Region labeling records:
+===+

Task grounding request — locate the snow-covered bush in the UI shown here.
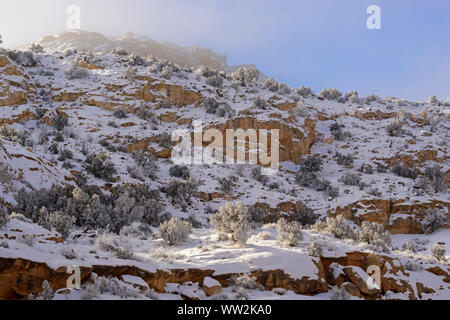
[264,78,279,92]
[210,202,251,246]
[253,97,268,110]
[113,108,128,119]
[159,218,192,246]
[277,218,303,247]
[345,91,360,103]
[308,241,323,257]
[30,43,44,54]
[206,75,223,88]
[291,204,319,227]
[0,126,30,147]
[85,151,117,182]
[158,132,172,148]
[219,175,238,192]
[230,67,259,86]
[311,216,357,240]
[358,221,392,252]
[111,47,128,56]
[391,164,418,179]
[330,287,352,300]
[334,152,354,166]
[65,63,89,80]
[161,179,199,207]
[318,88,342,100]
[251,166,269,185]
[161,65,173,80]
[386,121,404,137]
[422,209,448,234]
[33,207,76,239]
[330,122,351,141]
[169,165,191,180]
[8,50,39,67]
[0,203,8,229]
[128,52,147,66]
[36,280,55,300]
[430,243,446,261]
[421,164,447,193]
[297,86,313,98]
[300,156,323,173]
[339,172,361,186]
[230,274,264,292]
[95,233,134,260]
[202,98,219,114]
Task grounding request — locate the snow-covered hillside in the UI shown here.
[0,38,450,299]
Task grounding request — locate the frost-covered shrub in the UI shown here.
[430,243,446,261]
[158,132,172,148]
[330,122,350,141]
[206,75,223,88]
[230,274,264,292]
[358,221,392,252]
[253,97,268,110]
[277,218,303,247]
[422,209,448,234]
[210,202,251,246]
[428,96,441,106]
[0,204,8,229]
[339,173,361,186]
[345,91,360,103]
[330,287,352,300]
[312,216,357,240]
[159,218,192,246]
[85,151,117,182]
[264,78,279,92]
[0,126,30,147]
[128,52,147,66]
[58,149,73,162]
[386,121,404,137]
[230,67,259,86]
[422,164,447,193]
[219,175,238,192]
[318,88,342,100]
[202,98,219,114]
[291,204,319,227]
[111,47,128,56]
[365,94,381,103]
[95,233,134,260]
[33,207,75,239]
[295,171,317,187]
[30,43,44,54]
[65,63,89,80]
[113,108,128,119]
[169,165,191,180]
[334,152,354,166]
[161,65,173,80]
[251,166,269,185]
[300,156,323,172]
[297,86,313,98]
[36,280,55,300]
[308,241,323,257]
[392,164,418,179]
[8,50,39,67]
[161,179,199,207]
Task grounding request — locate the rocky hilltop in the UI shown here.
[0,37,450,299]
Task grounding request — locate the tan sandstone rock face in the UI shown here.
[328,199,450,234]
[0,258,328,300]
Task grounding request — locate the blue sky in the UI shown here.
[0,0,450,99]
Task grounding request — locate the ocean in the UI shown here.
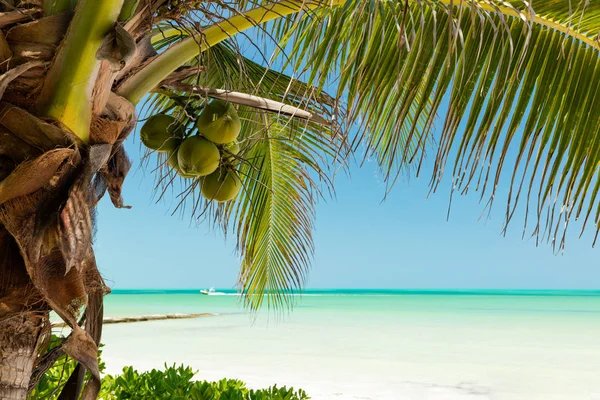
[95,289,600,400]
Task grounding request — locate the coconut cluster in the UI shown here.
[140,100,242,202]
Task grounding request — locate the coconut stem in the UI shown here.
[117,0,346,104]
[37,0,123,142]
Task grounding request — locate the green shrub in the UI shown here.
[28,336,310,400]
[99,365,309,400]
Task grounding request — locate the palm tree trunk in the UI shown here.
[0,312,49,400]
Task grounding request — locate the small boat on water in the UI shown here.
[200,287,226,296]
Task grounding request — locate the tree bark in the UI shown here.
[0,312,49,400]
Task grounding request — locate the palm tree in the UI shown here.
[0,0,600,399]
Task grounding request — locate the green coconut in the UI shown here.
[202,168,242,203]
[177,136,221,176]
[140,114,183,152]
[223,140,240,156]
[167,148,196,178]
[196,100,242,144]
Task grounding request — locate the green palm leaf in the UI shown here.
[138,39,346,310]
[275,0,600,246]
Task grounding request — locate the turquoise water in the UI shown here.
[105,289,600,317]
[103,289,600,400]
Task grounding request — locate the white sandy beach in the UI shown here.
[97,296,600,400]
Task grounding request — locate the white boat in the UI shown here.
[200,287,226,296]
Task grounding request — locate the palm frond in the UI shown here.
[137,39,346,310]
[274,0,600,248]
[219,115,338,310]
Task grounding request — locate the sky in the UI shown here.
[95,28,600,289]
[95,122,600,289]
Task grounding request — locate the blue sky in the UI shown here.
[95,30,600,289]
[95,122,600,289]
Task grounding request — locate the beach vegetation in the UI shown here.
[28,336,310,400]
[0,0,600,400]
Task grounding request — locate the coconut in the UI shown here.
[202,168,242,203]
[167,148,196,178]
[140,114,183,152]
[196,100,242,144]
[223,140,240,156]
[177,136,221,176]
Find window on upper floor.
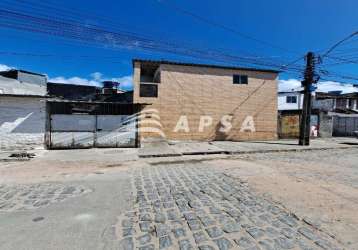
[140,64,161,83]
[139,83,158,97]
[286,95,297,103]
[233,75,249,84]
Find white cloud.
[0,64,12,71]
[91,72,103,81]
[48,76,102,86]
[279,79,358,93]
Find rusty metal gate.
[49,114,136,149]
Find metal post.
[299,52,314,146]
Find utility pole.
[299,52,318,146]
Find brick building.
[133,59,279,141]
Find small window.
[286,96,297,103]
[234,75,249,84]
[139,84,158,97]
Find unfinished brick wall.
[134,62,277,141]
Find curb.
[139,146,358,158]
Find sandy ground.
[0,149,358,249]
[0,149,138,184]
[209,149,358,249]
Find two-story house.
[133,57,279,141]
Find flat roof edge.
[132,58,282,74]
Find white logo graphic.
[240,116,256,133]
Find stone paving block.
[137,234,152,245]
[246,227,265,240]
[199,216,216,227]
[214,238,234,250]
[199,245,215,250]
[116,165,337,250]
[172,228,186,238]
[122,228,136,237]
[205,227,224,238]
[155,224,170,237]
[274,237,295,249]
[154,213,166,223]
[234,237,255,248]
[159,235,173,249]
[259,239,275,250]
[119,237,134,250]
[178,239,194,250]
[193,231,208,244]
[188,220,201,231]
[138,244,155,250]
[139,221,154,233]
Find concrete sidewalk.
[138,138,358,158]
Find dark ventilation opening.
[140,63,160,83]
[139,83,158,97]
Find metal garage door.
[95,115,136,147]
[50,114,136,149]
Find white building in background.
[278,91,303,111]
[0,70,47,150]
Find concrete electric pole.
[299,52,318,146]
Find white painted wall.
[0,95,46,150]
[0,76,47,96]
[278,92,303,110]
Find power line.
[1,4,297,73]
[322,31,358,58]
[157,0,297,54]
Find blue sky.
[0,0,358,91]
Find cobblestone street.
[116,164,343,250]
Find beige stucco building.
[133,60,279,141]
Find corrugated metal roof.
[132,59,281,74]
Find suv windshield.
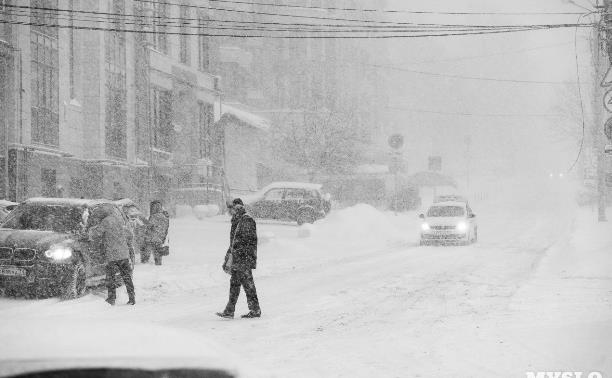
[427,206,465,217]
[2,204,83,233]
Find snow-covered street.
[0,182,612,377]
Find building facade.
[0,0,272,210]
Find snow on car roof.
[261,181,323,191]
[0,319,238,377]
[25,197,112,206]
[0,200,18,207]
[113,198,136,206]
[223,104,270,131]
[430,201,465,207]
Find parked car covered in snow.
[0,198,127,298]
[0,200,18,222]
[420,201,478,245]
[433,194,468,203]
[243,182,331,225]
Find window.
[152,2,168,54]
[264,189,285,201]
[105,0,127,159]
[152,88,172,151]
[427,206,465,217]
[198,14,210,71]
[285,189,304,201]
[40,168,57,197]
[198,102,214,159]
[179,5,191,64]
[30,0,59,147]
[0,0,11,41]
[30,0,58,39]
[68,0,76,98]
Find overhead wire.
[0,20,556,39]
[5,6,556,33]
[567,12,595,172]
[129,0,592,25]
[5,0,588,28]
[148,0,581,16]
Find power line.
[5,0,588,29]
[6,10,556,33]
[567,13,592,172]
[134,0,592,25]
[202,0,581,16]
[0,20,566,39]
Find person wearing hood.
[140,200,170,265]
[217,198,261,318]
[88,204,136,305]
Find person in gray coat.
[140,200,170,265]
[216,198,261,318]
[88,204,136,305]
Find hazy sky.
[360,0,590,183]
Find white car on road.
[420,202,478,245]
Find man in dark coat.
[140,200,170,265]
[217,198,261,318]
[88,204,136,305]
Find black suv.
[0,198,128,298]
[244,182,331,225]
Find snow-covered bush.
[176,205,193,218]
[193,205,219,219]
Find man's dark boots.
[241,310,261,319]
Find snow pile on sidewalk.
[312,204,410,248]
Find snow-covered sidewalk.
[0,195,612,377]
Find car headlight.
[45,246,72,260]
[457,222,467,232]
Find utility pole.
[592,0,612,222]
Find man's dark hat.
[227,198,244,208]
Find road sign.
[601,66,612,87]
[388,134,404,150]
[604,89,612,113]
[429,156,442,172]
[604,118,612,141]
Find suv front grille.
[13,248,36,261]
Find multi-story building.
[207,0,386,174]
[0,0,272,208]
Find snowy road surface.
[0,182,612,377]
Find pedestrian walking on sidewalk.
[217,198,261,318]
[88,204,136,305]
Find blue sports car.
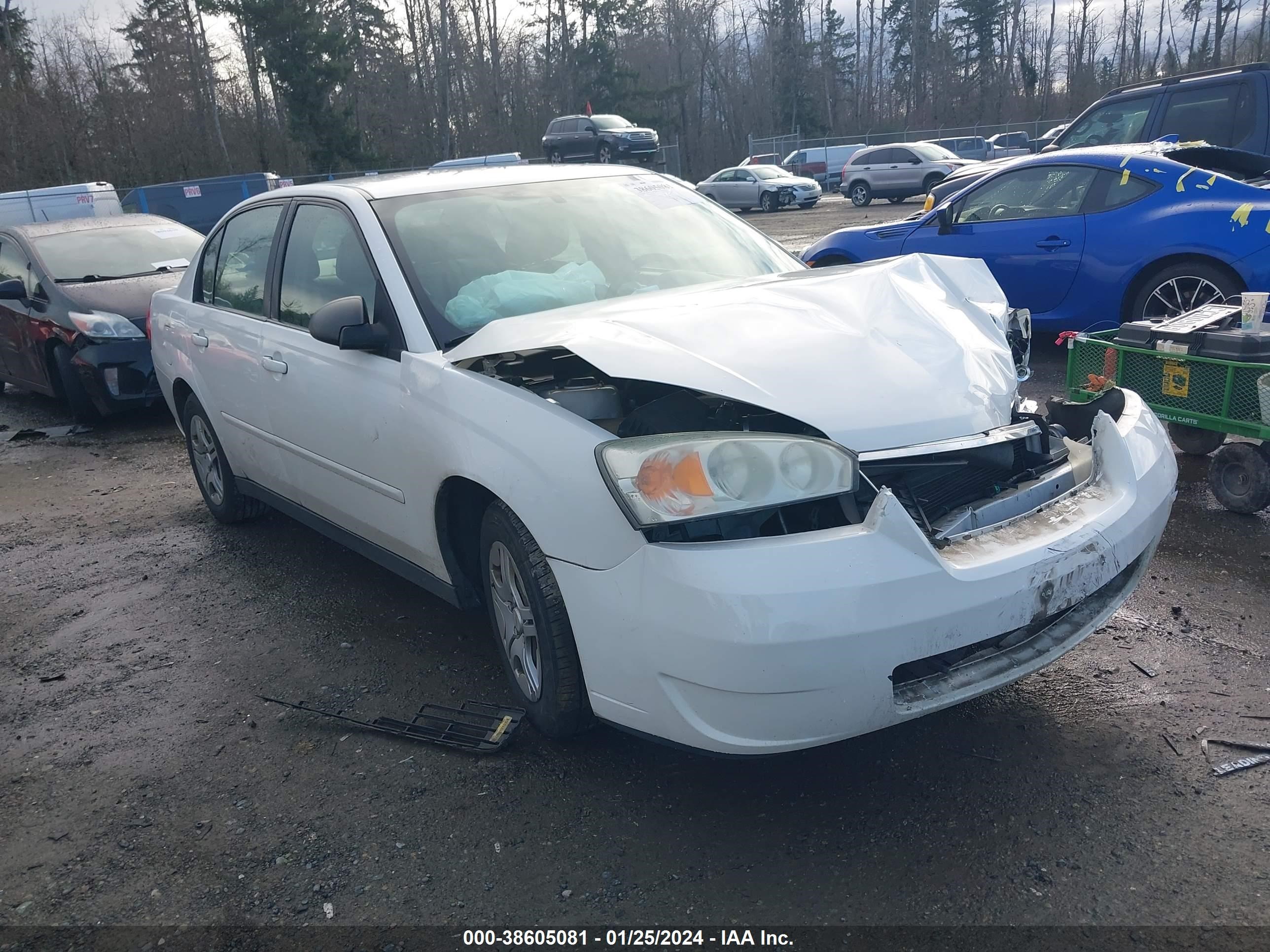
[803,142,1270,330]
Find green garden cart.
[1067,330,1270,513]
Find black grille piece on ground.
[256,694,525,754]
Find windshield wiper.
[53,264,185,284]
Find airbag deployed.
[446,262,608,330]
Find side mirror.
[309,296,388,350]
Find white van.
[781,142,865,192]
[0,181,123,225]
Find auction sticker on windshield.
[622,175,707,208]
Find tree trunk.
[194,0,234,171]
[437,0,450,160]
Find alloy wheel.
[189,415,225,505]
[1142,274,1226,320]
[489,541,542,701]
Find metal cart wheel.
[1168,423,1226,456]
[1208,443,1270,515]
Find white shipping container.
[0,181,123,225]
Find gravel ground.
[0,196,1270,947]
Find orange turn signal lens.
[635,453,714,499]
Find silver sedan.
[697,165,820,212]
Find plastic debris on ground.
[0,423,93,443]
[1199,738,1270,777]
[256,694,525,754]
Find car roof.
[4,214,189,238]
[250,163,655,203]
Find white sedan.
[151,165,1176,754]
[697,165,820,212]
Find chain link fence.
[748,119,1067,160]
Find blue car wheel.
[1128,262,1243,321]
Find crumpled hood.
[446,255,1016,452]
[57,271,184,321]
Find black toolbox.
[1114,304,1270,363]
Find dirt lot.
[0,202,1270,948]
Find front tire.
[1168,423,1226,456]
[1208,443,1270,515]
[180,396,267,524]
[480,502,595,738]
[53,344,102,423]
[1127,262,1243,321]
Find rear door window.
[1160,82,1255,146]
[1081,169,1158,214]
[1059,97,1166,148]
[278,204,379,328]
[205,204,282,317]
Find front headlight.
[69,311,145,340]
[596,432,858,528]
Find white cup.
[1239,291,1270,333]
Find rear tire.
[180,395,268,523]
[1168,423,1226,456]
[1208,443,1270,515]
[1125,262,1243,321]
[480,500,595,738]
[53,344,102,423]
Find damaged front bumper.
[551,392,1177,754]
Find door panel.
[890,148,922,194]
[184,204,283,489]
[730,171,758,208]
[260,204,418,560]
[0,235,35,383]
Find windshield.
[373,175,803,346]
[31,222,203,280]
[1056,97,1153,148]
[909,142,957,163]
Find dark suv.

+===+

Written instruction — From the line containing "Find white shipping container." to the last line of the material, please quote every line exactly and only those.

Result below —
Find white shipping container.
[0,181,123,225]
Find gravel ground.
[0,196,1270,947]
Find orange turn signal lens.
[635,453,714,499]
Find silver sedan.
[697,165,820,212]
Find plastic debris on ground.
[0,423,93,443]
[1199,738,1270,777]
[256,694,525,754]
Find car roof.
[4,214,189,238]
[250,163,655,203]
Find white sedan.
[151,165,1176,754]
[697,165,820,212]
Find chain link fence.
[748,119,1067,160]
Find blue car wheel.
[1128,262,1243,321]
Find crumpled hood.
[446,255,1016,452]
[57,271,184,321]
Find black toolbox.
[1114,304,1270,363]
Find dirt lot.
[0,202,1270,948]
Find front tire.
[1168,423,1226,456]
[1208,443,1270,515]
[180,396,267,524]
[480,502,595,738]
[53,344,102,423]
[1127,262,1243,321]
Find rear door window.
[1160,82,1255,146]
[1081,169,1158,214]
[1059,97,1166,148]
[278,204,379,328]
[205,204,282,317]
Find front headlight.
[69,311,145,340]
[596,432,858,528]
Find white cup.
[1239,291,1270,333]
Find rear tire.
[180,395,268,523]
[1168,423,1226,456]
[1208,443,1270,515]
[1125,262,1243,321]
[480,500,595,738]
[53,344,102,423]
Find damaged front bumper.
[551,392,1177,754]
Find door panel.
[890,148,922,194]
[184,204,283,489]
[730,171,758,208]
[260,204,418,560]
[0,235,35,383]
Find windshield.
[373,175,803,346]
[31,222,203,280]
[1056,97,1153,148]
[909,142,957,163]
Find dark suv.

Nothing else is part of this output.